_WHAT IS REQUIRED_
According to the notebook excerpt, how should the results generated by the notebook be viewed?

Finally, the two DataFrames (`full_table_df` and `summary_table_df`) are saved as CSV files. If you are running this in Google Colab, these files will appear in the session's file browser (usually accessible via a folder icon on the left sidebar), and you can download them from there for your records or further analysis.

In [None]:
# Define the output directory
output_dir = "Results"

# Create the output directory if it doesn't already exist
if not os.path.exists(output_dir):
    os.makedirs(output_dir)
    print(f"Created directory: {output_dir}")

# Extract the model name and get current date
model_name_for_filename = LLM_PROVIDER_MODEL_STRING.split('/')[-1]
current_date = datetime.now().strftime('%Y-%m-%d')

# Create the full file paths, including the new directory
full_results_filepath = os.path.join(output_dir, f"full_results_{model_name_for_filename}_{current_date}.csv")
summary_filepath = os.path.join(output_dir, f"summary_results_{model_name_for_filename}_{current_date}.csv")

print(f"Saving full results to: {full_results_filepath}")
print(f"Saving summary to: {summary_filepath}")

# Save the resulting two tables into the specified directory
# If you're on Google Colab, make sure to download the files from the 'results'
# folder before restarting your session or you'll lose them.

full_table_df.to_csv(full_results_filepath, index=False, encoding='utf-8-sig')
summary_table_df.to_csv(summary_filepath, index=False, encoding='utf-8-sig')

print("\nFiles saved successfully")

### Next Steps

The results generated by this notebook should be viewed as an informative starting point rather than a definitive prediction. It is crucial to be critical of the outputs, especially when using lighter models for testing, as was done here for demonstration. While DSPy provides a more reliable prompting structure, choices regarding the Signature design, the specific LLM used, and its configuration parameters (temperature, max_tokens, etc.) can all influence the final ratings. More research is required to validate these methods and understand the optimal approaches for this type of assessment.

_Source records_

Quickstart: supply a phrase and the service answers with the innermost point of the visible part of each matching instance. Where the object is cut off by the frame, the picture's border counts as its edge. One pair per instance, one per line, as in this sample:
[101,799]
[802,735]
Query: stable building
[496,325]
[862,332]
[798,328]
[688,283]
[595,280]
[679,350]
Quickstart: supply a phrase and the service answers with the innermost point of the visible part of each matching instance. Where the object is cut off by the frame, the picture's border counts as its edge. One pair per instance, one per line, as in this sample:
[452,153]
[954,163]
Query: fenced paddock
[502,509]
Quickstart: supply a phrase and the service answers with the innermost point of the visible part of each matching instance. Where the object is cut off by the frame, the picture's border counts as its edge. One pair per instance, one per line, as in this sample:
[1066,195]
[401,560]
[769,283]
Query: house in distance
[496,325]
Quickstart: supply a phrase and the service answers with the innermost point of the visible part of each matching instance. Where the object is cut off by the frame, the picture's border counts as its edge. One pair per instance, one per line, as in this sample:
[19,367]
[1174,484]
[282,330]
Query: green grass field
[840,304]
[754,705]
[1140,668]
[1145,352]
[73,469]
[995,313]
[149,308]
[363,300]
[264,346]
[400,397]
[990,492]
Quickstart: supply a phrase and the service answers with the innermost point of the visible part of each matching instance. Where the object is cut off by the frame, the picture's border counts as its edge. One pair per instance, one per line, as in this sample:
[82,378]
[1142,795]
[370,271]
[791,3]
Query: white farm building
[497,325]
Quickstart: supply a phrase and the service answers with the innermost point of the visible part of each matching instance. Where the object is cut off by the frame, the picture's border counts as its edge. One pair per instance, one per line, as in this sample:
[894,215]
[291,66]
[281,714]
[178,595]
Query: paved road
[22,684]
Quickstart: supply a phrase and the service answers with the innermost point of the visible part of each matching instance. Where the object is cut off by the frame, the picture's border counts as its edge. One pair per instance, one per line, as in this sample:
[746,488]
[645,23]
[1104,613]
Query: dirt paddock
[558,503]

_SOLUTION FOR THIS EXERCISE_
As an informative starting point rather than a definitive prediction.